### Problem requirements
Look for the word "TASK" in the records, and copy each line where it appears.

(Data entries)
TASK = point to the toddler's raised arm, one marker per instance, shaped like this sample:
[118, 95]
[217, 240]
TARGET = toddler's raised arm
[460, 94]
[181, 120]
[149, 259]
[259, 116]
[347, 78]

...

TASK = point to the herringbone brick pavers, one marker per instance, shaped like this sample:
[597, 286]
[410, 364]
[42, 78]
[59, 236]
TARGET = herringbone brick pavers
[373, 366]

### Exercise output
TASK = point to the toddler's raised arm, one marker per instance, shaped like this sample:
TASK = point to the herringbone brick pavers, one marker per instance, shaped like this sample:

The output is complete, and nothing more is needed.